About this exercise: Every line from the one containing "Thanks for the photo. Could you please mark the spain" to the final line of the material below must be reproduced exactly; leave out all other lines.

Materials provided:
....
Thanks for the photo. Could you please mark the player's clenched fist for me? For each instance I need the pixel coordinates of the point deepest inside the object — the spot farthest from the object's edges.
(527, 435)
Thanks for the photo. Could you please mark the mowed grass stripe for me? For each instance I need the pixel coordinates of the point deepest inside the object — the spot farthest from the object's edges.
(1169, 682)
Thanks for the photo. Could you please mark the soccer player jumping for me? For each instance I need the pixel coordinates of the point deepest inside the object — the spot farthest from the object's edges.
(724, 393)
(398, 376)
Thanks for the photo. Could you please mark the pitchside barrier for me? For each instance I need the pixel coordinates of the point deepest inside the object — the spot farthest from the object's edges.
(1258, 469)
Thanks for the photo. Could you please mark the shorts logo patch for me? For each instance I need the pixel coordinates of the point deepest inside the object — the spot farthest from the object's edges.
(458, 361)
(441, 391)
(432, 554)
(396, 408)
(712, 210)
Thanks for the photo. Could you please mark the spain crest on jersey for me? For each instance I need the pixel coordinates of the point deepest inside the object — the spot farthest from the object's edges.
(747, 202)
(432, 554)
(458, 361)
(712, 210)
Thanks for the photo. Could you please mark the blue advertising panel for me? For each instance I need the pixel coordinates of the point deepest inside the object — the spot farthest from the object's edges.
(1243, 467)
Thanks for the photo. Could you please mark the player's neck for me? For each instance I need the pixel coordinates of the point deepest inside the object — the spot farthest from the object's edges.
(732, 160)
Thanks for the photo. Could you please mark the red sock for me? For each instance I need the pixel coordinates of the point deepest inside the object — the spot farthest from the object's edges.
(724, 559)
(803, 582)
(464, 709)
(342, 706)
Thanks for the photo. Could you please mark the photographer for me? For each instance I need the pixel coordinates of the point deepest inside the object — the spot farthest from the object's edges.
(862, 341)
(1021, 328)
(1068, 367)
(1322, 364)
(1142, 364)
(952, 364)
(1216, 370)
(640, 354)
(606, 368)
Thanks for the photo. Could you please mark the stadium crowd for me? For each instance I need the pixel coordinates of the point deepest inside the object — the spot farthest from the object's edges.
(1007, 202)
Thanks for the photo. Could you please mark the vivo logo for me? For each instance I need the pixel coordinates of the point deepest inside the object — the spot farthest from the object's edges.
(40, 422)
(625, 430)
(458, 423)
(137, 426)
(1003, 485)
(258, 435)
....
Response to the exercise:
Thanks for the photo. Could you please mark the spain crest on jersey for me? For each instance I need the pixel coordinates of the point deepest inside the object — the spot farthest from the object's edges.
(747, 202)
(432, 554)
(458, 361)
(712, 210)
Thanks for the photo. Could you please mark the blue advertising panel for me? For each instance I need the pixel coordinates of the point deepest inside the object — the spot farthest from the object's edges.
(1243, 467)
Thanks for the photo. Could you please mark the player's neck for me? For each instance I need the pixel coordinates of the point deepest inside the object — the spot farthest from the object's edges.
(732, 160)
Thanks for the photo. Could you please mark the red sock for me? For each instance I need the pixel coordinates of the point deepest inside the object — the spot farthest from the object's edges.
(724, 559)
(803, 582)
(464, 709)
(342, 706)
Thanks for the photo. Could you please mark the photographer for me? For each instance I need the pixel coordinates of the point deepest inside the object — the spot farthest from the object's edges.
(862, 341)
(1021, 328)
(1068, 367)
(1322, 364)
(1142, 364)
(952, 364)
(1216, 370)
(640, 354)
(606, 368)
Thanks for the photo. Could you please mark the stadium crowd for me? For each instance I need the pixel coordinates of the point deepest inside the object — the spot farthest from the object's edges.
(1007, 202)
Thanks for the photo. Could you please mark the vivo logo for me? For each instance I need the pixel coordinates of the point deepest inside the object — the spot farthest from the object's edges.
(40, 422)
(625, 430)
(458, 423)
(137, 426)
(1003, 485)
(258, 435)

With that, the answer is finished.